O especialista em projetos agroindustriais André Machado, assessor técnico da GIZ, destaca que o manejo do pirarucu é uma aposta da Alemanha para a proteção da Floresta Amazônica.
A instituição não é financiadora do projeto de manejo. Embora ela invista alguns recursos, a principal função é fornecer consultoria e estudos técnicos. Apesar do recente anúncio de que o governo alemão irá congelar R$ 156 milhões em investimentos em preservação ambiental no Brasil, o manejo do pirarucu não será um dos projetos afetados.
— A cooperação alemã no Brasil já está aqui há 30 anos e faz hoje um trabalho com o governo brasileiro em duas grandes áreas: energias renováveis e preservação de florestas. Dentro do programa de florestas, há o projeto Mercados Verdes e Consumo Sustentável. E é nesse projeto que se insere o manejo do pirarucu, e damos nosso apoio porque queremos participar de estratégias inovadoras de comercialização desse produto. Esse manejo gera uma série de aspectos positivos: renda, ocupação produtiva do território, valorização da cultura local, proteção da floresta — diz ele.

Tarefas do exercício:
A - Segundo o trecho sobre o manejo do pirarucu, há quantos anos a cooperação alemã está no Brasil?
B - Transcreva, das linhas de dados abaixo, tudo desde a linha que contém "Find every occurrence of mercado" até a linha que contém "0,300 -> 799,533", incluindo as duas.

Dados da tarefa:
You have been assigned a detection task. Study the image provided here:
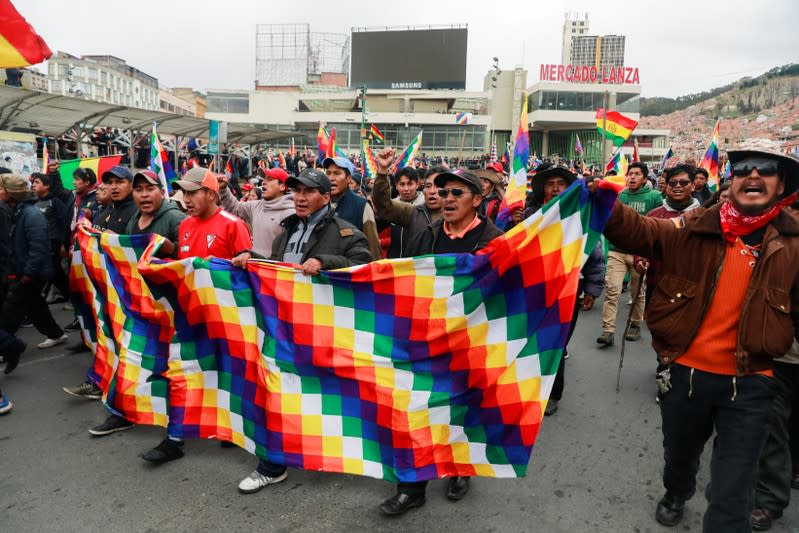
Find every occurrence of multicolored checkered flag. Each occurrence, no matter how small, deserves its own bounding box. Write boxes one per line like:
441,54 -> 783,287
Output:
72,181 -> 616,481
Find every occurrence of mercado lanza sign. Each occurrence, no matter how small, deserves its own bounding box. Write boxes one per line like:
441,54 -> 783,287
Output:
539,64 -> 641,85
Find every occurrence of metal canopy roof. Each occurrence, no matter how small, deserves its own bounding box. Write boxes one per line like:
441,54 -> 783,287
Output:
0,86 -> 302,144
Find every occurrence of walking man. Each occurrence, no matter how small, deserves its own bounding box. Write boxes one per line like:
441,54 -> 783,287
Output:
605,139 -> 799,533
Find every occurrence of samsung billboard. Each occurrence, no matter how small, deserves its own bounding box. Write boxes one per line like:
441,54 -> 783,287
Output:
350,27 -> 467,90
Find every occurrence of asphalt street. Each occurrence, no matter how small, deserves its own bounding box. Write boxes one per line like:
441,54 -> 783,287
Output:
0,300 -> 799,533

...

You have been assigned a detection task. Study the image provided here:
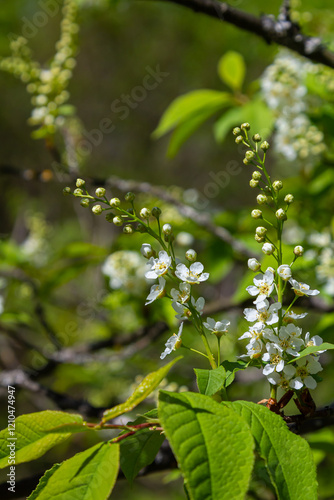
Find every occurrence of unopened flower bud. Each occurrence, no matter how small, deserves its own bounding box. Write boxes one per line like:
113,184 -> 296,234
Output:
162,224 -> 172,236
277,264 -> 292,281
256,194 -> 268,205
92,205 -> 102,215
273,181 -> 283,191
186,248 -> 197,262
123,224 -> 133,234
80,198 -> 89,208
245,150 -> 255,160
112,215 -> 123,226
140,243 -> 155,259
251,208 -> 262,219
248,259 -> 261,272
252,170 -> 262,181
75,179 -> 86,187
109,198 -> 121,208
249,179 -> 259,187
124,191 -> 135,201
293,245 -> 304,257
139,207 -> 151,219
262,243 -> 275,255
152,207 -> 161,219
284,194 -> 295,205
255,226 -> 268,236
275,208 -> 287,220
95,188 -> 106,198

Os resultados:
A - Há 30 anos.

B -
Find every occurrence of mercado lanza sign. Each occurrence, no matter how small, deserves its own bounding box. Write boxes one per line like:
441,54 -> 783,287
Output:
539,64 -> 641,85
Find every occurrence of metal canopy roof. Each occurrence, no matter how small, deserves its own bounding box. Write boxes one per line like:
441,54 -> 783,287
Output:
0,86 -> 302,144
Find every occurrence of walking man. Each occurrence, no matter how small, deserves its own bounding box. Write boxes one per line like:
441,54 -> 783,287
Output:
605,139 -> 799,533
Find every occurrence of samsung billboard. Each occurrence, no matter how small, deserves its own bounding box. Write boxes one per line like:
441,54 -> 783,287
Output:
350,27 -> 467,90
Find every occurrence of asphalt street. Each occurrence, no matter how small, deserves its own bounding box. Write boxes one per line like:
441,54 -> 783,287
Output:
0,300 -> 799,533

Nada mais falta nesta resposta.